◆ **Aufgabenstellung**
Welche Zeilen unten enthalten die Zeichenfolge „glass“? Suche sie heraus und gib jede davon vollständig wieder, wobei Groß- und Kleinschreibung zählt.

◆ **Extrahierte Datensätze**

-.-.-

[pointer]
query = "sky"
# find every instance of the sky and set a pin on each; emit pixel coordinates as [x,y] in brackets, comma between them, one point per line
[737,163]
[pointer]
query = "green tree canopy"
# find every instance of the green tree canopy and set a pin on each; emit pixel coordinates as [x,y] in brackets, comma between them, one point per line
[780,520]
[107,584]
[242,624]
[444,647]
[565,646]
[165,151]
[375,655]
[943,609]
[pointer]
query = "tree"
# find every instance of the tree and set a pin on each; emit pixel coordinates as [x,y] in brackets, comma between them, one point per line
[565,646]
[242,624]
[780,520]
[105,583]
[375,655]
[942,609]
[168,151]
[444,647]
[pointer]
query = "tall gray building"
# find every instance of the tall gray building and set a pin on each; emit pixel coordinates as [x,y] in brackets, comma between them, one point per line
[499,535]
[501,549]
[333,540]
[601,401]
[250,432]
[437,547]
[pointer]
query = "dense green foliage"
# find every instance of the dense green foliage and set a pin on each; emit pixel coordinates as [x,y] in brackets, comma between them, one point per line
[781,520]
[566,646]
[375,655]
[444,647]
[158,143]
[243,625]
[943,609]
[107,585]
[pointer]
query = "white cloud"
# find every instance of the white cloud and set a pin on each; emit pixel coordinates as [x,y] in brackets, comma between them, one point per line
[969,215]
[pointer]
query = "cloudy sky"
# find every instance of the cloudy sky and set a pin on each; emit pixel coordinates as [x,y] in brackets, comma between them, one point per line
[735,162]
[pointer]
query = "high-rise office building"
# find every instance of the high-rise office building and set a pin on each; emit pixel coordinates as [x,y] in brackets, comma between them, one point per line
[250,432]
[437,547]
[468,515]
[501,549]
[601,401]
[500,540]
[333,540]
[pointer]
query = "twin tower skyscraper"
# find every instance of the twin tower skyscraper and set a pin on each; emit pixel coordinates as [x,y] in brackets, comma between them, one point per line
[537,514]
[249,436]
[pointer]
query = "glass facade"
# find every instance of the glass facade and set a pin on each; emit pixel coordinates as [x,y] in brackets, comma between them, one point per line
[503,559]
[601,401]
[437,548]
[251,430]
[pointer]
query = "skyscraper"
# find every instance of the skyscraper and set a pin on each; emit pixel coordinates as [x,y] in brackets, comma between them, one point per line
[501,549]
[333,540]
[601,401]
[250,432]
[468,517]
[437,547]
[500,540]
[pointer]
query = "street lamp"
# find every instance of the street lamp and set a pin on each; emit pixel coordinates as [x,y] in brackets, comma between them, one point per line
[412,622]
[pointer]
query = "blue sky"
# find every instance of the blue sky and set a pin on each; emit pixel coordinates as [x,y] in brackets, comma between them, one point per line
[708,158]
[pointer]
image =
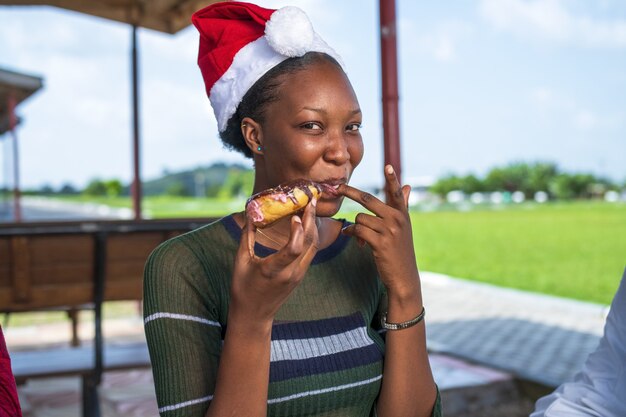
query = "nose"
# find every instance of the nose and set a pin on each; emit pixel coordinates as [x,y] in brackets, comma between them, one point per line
[337,151]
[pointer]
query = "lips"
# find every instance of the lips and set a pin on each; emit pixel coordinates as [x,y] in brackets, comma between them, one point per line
[331,186]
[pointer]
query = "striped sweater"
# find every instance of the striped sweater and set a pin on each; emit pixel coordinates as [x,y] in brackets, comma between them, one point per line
[326,348]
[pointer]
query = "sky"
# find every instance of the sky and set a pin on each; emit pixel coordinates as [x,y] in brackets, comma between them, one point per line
[483,83]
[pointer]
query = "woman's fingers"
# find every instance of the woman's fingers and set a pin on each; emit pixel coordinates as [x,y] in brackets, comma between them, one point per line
[311,235]
[246,244]
[361,232]
[367,200]
[406,191]
[395,192]
[294,246]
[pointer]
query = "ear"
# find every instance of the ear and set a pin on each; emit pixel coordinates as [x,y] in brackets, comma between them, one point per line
[253,135]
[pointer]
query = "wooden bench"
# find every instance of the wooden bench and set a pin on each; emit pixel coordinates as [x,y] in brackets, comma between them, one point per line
[79,265]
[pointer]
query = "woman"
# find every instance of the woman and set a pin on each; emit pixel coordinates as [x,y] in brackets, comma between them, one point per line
[9,401]
[287,320]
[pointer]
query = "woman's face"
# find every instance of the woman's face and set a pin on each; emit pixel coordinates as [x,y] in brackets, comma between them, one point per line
[313,131]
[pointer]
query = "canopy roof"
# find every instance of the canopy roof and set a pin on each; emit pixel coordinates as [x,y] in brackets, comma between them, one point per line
[168,16]
[21,86]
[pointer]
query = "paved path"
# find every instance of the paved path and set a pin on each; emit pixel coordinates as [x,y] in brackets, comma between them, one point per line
[536,337]
[517,334]
[43,209]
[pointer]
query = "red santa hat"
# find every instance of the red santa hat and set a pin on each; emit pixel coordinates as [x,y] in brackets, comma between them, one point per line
[240,42]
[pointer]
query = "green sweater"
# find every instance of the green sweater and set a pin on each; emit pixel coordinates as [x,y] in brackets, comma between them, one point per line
[326,349]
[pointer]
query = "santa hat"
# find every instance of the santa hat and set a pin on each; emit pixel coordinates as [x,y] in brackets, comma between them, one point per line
[240,42]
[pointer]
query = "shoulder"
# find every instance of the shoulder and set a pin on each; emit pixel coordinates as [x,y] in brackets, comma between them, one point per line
[193,245]
[191,253]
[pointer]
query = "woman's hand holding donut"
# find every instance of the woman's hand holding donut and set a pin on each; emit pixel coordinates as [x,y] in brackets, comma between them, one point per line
[261,285]
[388,233]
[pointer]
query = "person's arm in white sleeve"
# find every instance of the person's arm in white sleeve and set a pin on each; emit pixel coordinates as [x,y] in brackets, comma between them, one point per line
[599,390]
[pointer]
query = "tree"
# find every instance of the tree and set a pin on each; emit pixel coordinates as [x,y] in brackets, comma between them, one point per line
[68,188]
[114,187]
[446,184]
[96,187]
[177,189]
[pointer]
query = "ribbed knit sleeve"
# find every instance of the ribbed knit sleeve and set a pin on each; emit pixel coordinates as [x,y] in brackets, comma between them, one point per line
[183,330]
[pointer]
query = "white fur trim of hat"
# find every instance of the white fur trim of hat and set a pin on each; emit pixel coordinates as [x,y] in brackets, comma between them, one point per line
[289,33]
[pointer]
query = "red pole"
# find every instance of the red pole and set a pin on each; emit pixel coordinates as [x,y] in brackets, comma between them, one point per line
[17,209]
[389,65]
[136,185]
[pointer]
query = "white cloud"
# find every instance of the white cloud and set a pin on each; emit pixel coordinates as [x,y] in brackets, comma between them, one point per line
[557,106]
[440,43]
[585,120]
[552,20]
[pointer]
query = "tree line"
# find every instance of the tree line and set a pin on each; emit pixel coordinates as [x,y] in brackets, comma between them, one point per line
[529,178]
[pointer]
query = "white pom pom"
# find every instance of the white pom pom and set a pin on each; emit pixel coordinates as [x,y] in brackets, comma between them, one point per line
[290,32]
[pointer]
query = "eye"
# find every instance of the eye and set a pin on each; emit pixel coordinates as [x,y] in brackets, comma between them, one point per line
[353,127]
[311,126]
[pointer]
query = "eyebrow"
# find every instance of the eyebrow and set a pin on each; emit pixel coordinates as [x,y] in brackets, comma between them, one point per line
[353,112]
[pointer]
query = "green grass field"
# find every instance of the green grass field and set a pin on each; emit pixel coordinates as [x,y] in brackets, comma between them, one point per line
[575,250]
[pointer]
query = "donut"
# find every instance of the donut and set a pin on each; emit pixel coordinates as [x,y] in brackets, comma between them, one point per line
[267,206]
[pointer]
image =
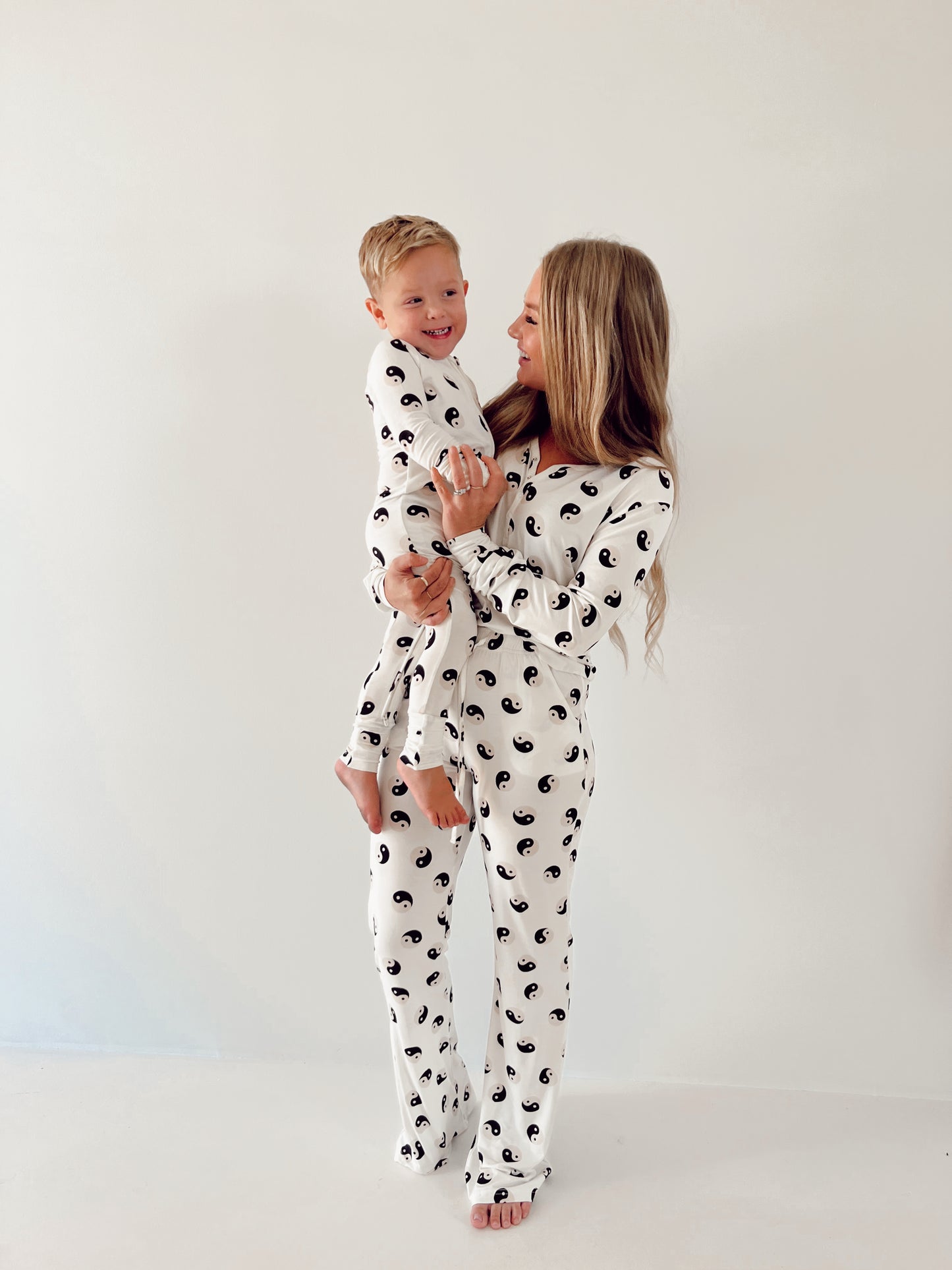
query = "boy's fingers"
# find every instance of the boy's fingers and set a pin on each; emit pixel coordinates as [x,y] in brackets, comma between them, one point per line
[456,468]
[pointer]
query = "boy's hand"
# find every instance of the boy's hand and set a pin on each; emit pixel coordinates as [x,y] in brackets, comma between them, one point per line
[422,597]
[467,511]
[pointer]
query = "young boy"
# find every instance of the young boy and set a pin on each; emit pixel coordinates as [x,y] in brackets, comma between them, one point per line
[423,404]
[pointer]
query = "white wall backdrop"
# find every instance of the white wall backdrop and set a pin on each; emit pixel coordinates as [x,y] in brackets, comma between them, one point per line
[764,887]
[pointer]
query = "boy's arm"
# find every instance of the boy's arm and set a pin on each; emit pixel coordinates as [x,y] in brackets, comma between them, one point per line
[401,411]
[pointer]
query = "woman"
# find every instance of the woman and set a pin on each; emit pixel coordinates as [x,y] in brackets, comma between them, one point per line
[555,549]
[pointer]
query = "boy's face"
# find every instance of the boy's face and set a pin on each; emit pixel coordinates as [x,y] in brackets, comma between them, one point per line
[423,303]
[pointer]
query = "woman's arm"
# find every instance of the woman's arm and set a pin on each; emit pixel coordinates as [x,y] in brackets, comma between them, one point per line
[574,618]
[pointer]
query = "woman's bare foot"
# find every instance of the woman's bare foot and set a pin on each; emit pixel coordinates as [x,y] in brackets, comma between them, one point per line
[364,790]
[499,1215]
[433,793]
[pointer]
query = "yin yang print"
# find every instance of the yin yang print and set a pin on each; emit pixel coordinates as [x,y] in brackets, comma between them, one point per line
[420,407]
[524,770]
[561,558]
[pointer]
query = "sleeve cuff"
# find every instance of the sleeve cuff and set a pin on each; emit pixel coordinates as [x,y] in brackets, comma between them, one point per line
[467,545]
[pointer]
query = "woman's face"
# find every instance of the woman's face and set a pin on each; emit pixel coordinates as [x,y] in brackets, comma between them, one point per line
[524,330]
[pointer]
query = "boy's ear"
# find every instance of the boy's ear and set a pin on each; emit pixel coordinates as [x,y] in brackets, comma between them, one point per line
[375,310]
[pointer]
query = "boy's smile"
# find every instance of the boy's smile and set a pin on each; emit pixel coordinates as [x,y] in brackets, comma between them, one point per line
[423,301]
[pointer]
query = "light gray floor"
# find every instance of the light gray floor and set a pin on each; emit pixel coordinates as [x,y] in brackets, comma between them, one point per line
[181,1164]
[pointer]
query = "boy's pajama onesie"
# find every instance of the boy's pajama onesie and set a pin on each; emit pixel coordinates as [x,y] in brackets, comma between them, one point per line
[422,407]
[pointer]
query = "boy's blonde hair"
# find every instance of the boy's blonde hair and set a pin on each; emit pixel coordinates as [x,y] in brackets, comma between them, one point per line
[385,246]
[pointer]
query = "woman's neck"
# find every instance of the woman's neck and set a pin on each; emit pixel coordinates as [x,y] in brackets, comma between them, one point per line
[550,455]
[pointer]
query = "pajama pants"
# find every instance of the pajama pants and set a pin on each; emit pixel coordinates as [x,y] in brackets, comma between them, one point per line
[523,766]
[432,656]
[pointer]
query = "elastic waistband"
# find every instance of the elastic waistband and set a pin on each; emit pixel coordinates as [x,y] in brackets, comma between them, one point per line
[501,642]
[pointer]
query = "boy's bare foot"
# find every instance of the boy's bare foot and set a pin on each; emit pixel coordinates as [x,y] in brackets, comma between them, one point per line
[499,1215]
[433,793]
[366,793]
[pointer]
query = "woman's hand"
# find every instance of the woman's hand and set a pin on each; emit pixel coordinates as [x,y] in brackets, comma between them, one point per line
[467,509]
[424,597]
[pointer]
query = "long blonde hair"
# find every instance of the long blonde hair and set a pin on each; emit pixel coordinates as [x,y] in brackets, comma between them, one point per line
[605,334]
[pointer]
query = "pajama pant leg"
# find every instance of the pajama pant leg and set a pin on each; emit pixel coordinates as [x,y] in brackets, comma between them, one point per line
[413,873]
[433,657]
[434,676]
[527,747]
[380,695]
[532,764]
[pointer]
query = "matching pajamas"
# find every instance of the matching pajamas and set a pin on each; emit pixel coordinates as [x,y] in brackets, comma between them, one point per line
[561,558]
[422,407]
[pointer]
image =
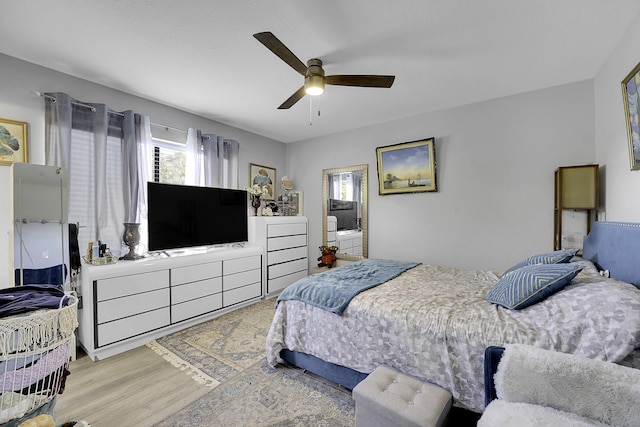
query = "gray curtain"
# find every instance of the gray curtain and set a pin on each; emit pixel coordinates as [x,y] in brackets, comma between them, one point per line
[220,158]
[106,186]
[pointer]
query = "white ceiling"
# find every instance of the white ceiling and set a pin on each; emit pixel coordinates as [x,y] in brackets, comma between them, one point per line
[200,56]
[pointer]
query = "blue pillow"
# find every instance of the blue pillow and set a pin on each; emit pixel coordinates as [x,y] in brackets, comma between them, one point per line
[531,284]
[555,257]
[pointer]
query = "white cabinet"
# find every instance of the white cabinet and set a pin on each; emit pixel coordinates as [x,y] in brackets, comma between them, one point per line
[129,303]
[285,242]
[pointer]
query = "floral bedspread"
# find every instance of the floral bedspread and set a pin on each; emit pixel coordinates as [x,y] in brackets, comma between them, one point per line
[432,323]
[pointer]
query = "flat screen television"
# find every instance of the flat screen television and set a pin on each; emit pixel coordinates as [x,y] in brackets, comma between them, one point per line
[183,216]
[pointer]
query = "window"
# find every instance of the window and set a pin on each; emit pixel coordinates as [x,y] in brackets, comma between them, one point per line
[169,161]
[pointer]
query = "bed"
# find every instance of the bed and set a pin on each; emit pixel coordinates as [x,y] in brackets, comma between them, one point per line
[434,323]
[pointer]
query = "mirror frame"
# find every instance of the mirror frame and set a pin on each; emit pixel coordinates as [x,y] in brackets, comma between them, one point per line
[365,215]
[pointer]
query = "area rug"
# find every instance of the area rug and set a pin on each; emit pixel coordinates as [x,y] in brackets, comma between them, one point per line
[228,354]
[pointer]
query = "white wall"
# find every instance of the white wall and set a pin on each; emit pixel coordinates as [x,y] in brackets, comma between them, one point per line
[18,79]
[622,186]
[495,164]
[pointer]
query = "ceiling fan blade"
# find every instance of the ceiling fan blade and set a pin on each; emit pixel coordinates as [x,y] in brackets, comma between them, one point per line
[360,80]
[297,96]
[276,46]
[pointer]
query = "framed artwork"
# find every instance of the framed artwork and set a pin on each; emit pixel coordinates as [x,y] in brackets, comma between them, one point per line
[264,176]
[409,167]
[291,203]
[631,97]
[13,141]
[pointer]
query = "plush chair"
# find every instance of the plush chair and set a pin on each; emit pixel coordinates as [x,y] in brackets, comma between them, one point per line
[529,386]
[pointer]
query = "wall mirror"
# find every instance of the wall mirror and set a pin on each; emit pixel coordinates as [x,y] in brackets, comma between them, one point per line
[345,221]
[40,209]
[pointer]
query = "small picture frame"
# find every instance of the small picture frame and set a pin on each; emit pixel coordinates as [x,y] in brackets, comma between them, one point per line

-.-.-

◆ **Ergebnis der Aufgabe**
query = "glass facade"
# find every instance of the glass facade and set a pin on each; emit pixel coordinates as [x,y] in brackets, comma between them, one point per line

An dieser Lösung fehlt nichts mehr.